TASK GOAL = Repeat each entry below exactly, omitting any picture it holds.

-=-=-=-=-

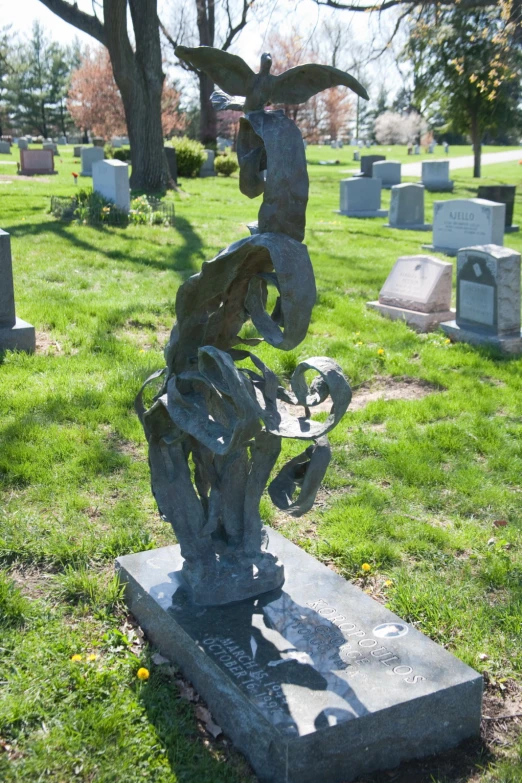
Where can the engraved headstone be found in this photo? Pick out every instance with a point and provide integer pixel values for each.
(367, 162)
(418, 291)
(90, 155)
(502, 194)
(207, 168)
(15, 334)
(488, 298)
(388, 171)
(314, 682)
(464, 222)
(36, 162)
(110, 178)
(435, 176)
(361, 197)
(407, 208)
(170, 152)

-=-=-=-=-

OUTPUT FOR THIS TASK =
Where can the engraved headstone be found in this photo? Pick out every instance with a point and provide integer pixel values for each.
(367, 162)
(418, 291)
(90, 155)
(502, 194)
(207, 168)
(15, 334)
(488, 298)
(388, 171)
(314, 682)
(464, 222)
(36, 162)
(110, 178)
(435, 176)
(361, 197)
(407, 208)
(170, 152)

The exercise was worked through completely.